3. God’s sovereign will in election and regeneration Volume 1 number 3
For he saith to Moses, I will have mercy on whom I will have mercy, and I will have compassion on whom I will have compassion. So then it is not
of him that willeth, nor him that runneth, but God that showeth mercy. Ro. 9:15,16
15)The all important aspect of verse 15 is that in support of the “God forbid” of verse 14 the mercy of God is not a matter of justice to those who are partakers of it but altogether of free and sovereign grace. This true whether the mercy be viewed as the theocratic election of Israel to covenant privileges or, in terms of what is the apostle’s particular interest, as the mercy that is unto salvation. Justice presupposes rightful claims, and mercy can be operative only where no claim of justice exists. Since mercy alone is the constraining consideration, the only explanation is God’s free and sovereign determination. He has mercy as he pleases. This is the emphasis of Exodus 33:19 and to this Paul makes his definitive appeal. Back of this thesis is the polemic of the apostle in the earlier part of the epistle for the principle of grace.
16)Can be regarded as the inference drawn from the Scripture quoted in verse 15 but it is preferably regarded as a statement of what is involved in the truth just asserted. The relation would be then as follows: if God has mercy on whomsoever he wills, “then it is not of him that willeth, nor of him that runneth, but of God that hath mercy”. The emphasis falls here on the exclusion of man’s determination as the negative counterpart to God’s exercise of mercy. The first negation refers to human volition, the determination belonging to man’s will; the second refers to man’s active exertion (cf. 1 Cor. 9:24, 26; Gal. 2:2; 5:7; Heb. 12:1). The mercy of God is not an attainment gained by the most diligent labour to that end but a free bestowal of grace. No statement could be more antithetic to what accrues from claims of justice or as the awards of labour. 8
Of his own will begat he us with the word of truth, that we should be a kind of firstfruits of his creatures. Jas. 1:18
18)James designates God the Father of lights. By implication, however, he calls God our Father. Even though he omits the word Father, he employs the concept to give birth. Fatherhood is part of God’s nature. He is the Father of Jesus Christ and through him is our Father. a. “He chose to give us birth.” The first verb in this sentence is “chose”; because of its position it receives emphasis. “We have been born of his saving will (Jas. 1:18), and because God himself is the unalterable on (cf. Jas. 1:17), his gracious will cannot be overthrown.” We did not choose him; rather, he chose us and saved us from death. He gave us new life in Christ Jesus. In verse 15 James depicts sin giving birth to death. In verse 18 he states that God “chose to give us birth through the word of truth.” God is our creator but also our redeemer. In this verse the context favours the interpretation that God is our re-creator. He gives us life through spiritual birth. b. “Through the word of truth.” Paul uses this expression a number of time (11 Cor. 6:7; Eph. 1:13; Col. 1:5; 11 Tim. 2:15). It refers to the gospel, as Paul explains in his letter to the Colossians. When this gospel is proclaimed, God regenerates the sinner and reforms him into “new creation” (11 Cor. 5:17; Col. 3:10). Writes D. Edmond Hiebert, “There is no substitute for the proclamation of the gospel.” c. “That we might be a kind of firstfruits.” God created, regenerated and renewed us. We are his handiwork, his prize possession. James says that we are “a kind of firstfruits.”

§ Given information
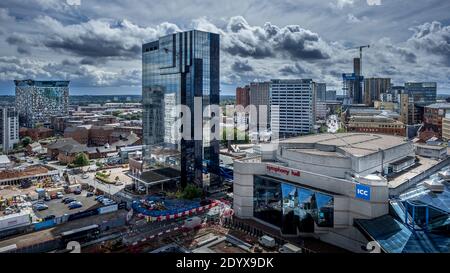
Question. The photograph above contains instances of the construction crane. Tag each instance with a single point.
(360, 54)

§ Set tasks
a - In the commentary on election and regeneration, what does the first negation in Romans 9:16 refer to?
b - List the quoted phrases that the commentary on election and regeneration takes up in its lettered points on James 1:18.
c - Write the next part of the commentary on election and regeneration, continuing after its last sentence.
The data above are separate material, unrelated to the commentary on election and regeneration.

§ The results
a - It refers to human volition, the determination belonging to man's will.

b -
- "He chose to give us birth."
- "Through the word of truth."
- "That we might be a kind of firstfruits."

c -
In Old Testament times, the first fruits were holy and belonged to God: the first-born of man and of cattle, the first produce from the vineyard, orchard, and field (see, for instance, Exod. 23:16; 34:22; Lev. 19:23-25; Num. 15:20-21; Deut. 18:4). However, already in the Old Testament the prophets began to use the expression figuratively. Jeremiah writes, “Israel was holy to the LORD, the firstfruits of his harvest” (Jer. 2:3). And in the New Testament, Christians are God’s first fruits (Rom. 11:16; 16:5; 1 Cor. 16:15). In his epistle, James calls us “a kind of firstfruits of all [God] created.” We belong to the countless multitude (symbolically represented as the 144,000) who “were purchased from among men and offered as firstfruits to God and the Lamb” (Rev. 14:4).
What an honor! We are God’s first fruits and as such are holy. That is, God has chosen us from all his creatures to be holy and has dedicated us to himself. We belong to God. Therefore, let no one ever think that God can lead us astray. That is impossible, for he is holy and we, his first fruits, share his holiness. 9
8.John Murray, The New International Commentary On The New Testament, The Epistle To The Romans, (Grand Rapids, Michigan, WM. B. Eerdmans, Reprinted 1982), Volume 11 p. 26.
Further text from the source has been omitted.